- What you are asked to do
Give every entry again, unchanged, and leave its images out.

- Supplied material

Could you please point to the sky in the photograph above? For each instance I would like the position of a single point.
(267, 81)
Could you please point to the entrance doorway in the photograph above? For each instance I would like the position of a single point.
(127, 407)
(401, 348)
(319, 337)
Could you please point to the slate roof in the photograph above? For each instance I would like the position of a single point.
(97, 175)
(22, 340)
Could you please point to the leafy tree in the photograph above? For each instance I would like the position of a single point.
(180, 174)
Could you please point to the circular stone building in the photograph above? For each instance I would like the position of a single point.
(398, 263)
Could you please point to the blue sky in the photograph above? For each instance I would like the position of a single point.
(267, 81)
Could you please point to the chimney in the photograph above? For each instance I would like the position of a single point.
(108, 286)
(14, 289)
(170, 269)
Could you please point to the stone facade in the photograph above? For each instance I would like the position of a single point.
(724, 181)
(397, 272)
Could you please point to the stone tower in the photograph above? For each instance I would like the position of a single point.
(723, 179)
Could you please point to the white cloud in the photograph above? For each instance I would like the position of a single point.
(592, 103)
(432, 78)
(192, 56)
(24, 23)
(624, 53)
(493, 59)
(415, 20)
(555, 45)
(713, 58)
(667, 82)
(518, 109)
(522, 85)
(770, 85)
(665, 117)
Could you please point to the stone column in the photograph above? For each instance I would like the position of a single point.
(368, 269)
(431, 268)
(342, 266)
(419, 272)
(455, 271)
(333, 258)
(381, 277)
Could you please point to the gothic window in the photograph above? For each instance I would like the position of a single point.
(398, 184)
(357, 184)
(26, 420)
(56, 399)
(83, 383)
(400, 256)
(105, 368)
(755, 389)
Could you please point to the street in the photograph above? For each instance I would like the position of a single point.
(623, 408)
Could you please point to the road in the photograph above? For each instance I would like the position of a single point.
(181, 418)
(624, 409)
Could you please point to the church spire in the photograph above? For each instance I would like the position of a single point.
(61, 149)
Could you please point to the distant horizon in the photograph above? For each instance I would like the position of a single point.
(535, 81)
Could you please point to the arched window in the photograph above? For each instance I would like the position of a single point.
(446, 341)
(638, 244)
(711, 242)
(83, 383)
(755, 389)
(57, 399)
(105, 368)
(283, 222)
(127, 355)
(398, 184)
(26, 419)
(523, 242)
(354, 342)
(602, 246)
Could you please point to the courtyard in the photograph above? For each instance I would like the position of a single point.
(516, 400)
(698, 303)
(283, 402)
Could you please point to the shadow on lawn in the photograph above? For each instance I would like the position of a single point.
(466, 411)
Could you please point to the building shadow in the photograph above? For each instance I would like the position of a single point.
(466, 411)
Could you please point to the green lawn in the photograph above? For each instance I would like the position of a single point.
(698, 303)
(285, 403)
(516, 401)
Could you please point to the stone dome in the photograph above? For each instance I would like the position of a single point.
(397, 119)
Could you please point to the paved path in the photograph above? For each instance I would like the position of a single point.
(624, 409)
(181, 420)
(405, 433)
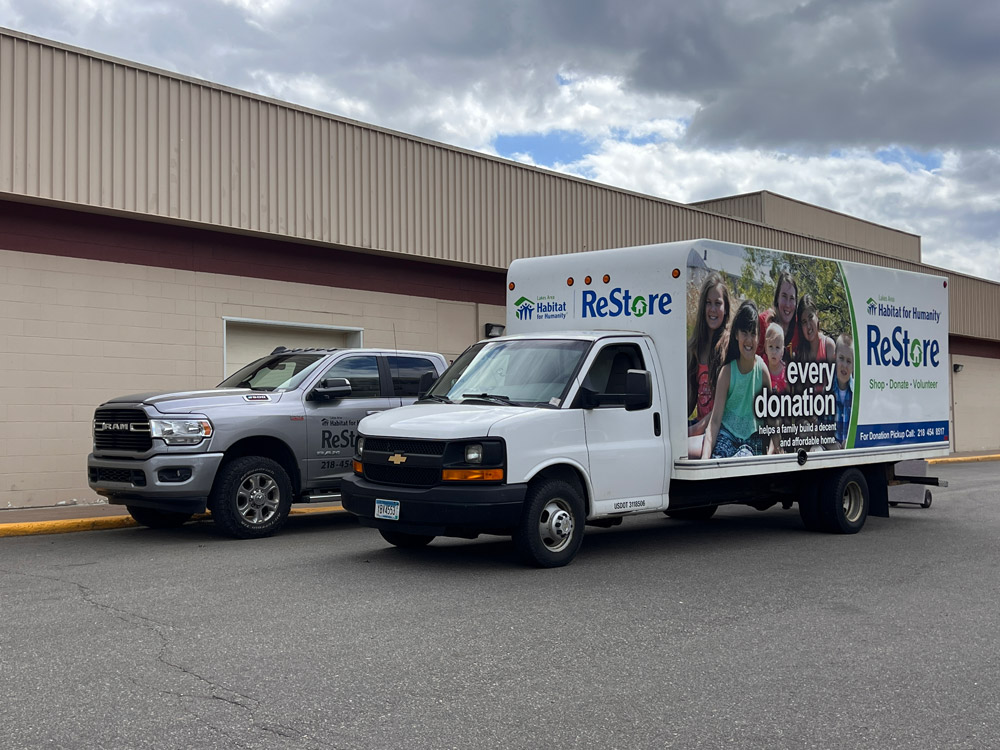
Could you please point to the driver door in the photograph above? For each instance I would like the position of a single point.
(627, 450)
(332, 424)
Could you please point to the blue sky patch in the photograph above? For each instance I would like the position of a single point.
(555, 147)
(910, 159)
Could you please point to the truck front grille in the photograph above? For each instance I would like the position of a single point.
(135, 477)
(410, 476)
(416, 447)
(122, 430)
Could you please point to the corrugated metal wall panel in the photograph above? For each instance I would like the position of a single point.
(110, 135)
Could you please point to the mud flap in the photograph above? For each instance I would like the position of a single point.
(878, 490)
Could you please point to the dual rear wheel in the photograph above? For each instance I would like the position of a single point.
(839, 505)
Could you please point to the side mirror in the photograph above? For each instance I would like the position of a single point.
(333, 388)
(638, 390)
(427, 379)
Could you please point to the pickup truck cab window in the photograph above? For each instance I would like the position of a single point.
(406, 373)
(278, 372)
(362, 372)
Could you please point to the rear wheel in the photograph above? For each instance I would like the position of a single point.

- Solved exercise
Could you please point to the sky in the photograph above? For each instance I would like the position of a single point.
(267, 81)
Could you please point to the entrance doorway in the photograph above? For each instance I would like the position of a single point.
(127, 407)
(401, 348)
(319, 337)
Could you please point to the slate roof in the photograph above? For each instance I would like the position of a single point.
(97, 175)
(22, 340)
Could you please point to the leafy tree in the photograph above? For each instance I would like the position of a single point.
(180, 174)
Could you please point to the circular stone building in the photograph above? For each instance I would like the position of a single point.
(398, 263)
Could you please point to the blue sky in the photograph above? For each instance I would like the position of a single point.
(267, 81)
Could you please point to the chimney in the photograph above? For each instance I would like the position of a single point.
(108, 286)
(14, 289)
(170, 269)
Could you please point to the stone facade in the photograph above? For each instance I would like the position of a single point.
(724, 181)
(397, 272)
Could you please point to the stone tower in the photograph above? For each instance I would like the position of a single point.
(723, 179)
Could you please point to the white cloud in the photograph above? For each instance I would like the position of a single point.
(592, 103)
(432, 78)
(192, 56)
(24, 23)
(624, 53)
(493, 59)
(415, 20)
(555, 45)
(713, 58)
(667, 82)
(518, 109)
(522, 85)
(770, 85)
(665, 117)
Could you please point to the stone column in the photograph above? For each instance I would like the position of a single point.
(368, 269)
(431, 268)
(342, 266)
(419, 272)
(455, 271)
(333, 258)
(381, 277)
Could you please point to the gothic window in the photograph above? For each instance I would like the position of a single point.
(398, 184)
(357, 184)
(26, 420)
(56, 399)
(83, 383)
(400, 256)
(105, 368)
(755, 389)
Could you please point to the street in the photograph above? For each instance I would like the position of a single point.
(623, 408)
Could you please point to the road in the photograph above? For each instance I would like the position of a single point.
(181, 418)
(624, 409)
Could you please point to the church spire in the photograph above? For each instance I would like the position of a single point.
(61, 149)
Could you please point to the distant horizon in the photograph above? For each instance I would like the position of a single point.
(535, 81)
Could you please point to the arched window in the photograph above? For each instance I would like the position of a single point.
(446, 341)
(638, 244)
(711, 242)
(83, 383)
(755, 389)
(57, 399)
(105, 368)
(283, 222)
(127, 355)
(398, 184)
(26, 419)
(523, 242)
(354, 342)
(602, 246)
Could you please point to the courtyard in the photograph above? For each instance I would like the position of a single point.
(516, 400)
(698, 303)
(283, 402)
Could you please point to the shadow on lawn in the photograph above? For each instance I would like the position of a single point.
(466, 411)
Could you please point to the building shadow in the photograph above? For each instance I would like the position of a single point.
(466, 411)
Could you please point to the green lawn in the photograph above? For each instance I would like the position of a single point.
(698, 303)
(285, 403)
(516, 401)
Could you please point to the stone dome in the photograph above? For each instance I would like the position of a single point.
(397, 119)
Could you please point to the paved path in the photograph above? For each instance I would like the position of a single point.
(624, 409)
(181, 420)
(405, 433)
Could you please point to the driver door in the photograph above? For each instance I would like the position of a single point.
(627, 450)
(332, 424)
Could you please point to the blue sky patch in the photograph above? For each instance I would like the position of a single point.
(555, 147)
(910, 159)
Could you please point to the truck front grille in the photograph above? For each instance I would like the position of a single point.
(135, 477)
(410, 476)
(416, 447)
(122, 430)
Could you please point to the corrugated metal wall panel in the photograph above? For each instance I would like the position of a single point.
(110, 135)
Could you please point to the mud flap in the photograph above? For each instance I would like the position of a single point.
(878, 490)
Could you please point to the dual rear wheel in the photograph above? For each instance I would like the position of a single point.
(839, 505)
Could you please point to the side mirror in the photograph above? For each instance I would like the position of a single point.
(333, 388)
(638, 390)
(427, 379)
Could you please point to the pickup truck cab window in the photograph above? For each instance I would like the position of a single point.
(406, 373)
(278, 372)
(362, 372)
Could you please point to the rear wheel in the photograph above? For each instance I would like the position of a single point.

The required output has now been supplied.